** begin LISTING **

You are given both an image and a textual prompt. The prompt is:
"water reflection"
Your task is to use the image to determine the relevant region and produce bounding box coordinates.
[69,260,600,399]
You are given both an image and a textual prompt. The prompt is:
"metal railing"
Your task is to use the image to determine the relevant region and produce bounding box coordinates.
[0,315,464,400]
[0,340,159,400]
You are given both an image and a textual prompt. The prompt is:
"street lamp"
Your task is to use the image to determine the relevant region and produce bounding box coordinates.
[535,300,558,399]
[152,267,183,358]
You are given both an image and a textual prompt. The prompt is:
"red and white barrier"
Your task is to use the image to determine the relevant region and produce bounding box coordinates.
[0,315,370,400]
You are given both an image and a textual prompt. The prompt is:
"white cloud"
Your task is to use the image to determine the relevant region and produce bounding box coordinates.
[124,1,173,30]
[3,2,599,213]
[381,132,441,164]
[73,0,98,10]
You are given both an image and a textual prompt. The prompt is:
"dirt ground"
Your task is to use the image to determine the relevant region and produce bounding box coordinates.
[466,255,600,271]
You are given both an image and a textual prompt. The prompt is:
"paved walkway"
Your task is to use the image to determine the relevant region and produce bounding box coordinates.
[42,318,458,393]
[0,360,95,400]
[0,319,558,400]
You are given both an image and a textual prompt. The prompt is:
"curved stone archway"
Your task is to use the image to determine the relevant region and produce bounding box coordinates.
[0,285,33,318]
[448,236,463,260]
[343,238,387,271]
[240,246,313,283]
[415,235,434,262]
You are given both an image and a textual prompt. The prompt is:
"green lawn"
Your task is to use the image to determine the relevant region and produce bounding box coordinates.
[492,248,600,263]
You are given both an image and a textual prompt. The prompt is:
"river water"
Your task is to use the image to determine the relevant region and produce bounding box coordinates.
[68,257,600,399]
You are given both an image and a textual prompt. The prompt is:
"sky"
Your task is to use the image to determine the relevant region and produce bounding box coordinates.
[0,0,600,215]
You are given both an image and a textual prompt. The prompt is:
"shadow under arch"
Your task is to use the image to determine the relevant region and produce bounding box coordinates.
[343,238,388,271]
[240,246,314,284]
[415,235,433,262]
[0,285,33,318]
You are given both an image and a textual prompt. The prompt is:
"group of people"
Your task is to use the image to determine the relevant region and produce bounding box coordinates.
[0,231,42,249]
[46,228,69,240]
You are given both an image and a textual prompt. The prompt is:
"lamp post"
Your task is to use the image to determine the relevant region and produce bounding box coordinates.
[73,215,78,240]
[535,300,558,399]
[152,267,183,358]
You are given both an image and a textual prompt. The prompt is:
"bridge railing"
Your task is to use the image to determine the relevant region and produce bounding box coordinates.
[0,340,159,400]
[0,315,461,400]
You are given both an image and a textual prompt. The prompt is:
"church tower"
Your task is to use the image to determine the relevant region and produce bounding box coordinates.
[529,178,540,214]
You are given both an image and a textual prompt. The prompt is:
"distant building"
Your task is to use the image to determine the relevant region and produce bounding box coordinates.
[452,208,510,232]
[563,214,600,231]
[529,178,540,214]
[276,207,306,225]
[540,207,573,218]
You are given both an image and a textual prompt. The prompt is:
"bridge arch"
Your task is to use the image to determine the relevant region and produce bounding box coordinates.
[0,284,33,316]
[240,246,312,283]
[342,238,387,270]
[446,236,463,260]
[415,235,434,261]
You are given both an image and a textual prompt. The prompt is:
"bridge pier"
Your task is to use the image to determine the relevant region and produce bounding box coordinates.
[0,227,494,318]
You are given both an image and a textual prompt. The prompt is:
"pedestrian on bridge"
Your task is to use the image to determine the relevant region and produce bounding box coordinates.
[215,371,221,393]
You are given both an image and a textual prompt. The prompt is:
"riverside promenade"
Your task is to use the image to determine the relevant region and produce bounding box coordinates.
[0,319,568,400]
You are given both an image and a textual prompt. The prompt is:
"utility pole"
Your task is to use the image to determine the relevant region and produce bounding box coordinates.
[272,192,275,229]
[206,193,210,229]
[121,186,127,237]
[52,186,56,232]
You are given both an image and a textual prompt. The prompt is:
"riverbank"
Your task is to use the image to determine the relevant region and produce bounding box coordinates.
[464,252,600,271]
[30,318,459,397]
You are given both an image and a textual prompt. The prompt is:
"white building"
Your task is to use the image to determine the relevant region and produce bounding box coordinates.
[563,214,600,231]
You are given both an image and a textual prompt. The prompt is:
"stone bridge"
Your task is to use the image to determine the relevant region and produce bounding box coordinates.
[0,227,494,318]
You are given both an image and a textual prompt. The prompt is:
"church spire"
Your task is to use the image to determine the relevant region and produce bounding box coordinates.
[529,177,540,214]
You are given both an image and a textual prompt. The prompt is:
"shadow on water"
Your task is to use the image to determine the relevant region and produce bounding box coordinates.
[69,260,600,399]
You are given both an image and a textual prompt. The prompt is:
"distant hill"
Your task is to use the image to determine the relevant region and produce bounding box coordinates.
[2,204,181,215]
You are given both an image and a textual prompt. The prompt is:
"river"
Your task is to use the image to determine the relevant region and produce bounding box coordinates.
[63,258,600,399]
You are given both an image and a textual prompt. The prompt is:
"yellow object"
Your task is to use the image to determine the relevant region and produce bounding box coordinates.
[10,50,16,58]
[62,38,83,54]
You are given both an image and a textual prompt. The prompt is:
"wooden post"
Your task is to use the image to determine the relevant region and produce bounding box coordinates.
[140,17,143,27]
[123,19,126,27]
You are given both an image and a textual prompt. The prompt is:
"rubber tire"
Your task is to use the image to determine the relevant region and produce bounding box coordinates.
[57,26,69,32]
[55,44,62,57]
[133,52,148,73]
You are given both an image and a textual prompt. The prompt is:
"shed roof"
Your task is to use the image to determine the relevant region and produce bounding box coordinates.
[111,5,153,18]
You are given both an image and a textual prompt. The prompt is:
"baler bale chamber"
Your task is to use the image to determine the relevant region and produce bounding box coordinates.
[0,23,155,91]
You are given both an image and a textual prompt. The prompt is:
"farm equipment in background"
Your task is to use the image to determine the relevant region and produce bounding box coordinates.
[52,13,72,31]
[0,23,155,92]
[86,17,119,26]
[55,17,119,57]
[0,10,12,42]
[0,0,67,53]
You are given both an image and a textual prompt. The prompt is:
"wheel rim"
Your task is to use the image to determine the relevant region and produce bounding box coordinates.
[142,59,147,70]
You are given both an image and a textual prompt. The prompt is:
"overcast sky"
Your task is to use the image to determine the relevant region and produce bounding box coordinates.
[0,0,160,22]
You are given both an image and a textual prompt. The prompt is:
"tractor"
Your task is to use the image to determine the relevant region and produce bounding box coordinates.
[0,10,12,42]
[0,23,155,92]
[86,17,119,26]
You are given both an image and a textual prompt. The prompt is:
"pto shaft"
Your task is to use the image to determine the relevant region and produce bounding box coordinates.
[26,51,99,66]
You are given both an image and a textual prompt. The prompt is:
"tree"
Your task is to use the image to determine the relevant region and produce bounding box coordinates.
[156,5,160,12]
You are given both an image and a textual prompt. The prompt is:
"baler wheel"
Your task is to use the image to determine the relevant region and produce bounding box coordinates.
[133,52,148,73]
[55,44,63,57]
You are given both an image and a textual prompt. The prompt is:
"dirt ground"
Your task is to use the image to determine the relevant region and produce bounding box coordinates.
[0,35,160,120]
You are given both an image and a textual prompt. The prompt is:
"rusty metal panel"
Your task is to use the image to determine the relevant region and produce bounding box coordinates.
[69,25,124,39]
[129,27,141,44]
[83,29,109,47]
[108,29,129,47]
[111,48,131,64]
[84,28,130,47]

** end LISTING **

• [WORK INSTRUCTIONS]
Select every line of the records above that contains the word "white", matching case exactly, and copy each such line.

• [THE RESULT]
"red and white barrier"
"white cloud"
"white building"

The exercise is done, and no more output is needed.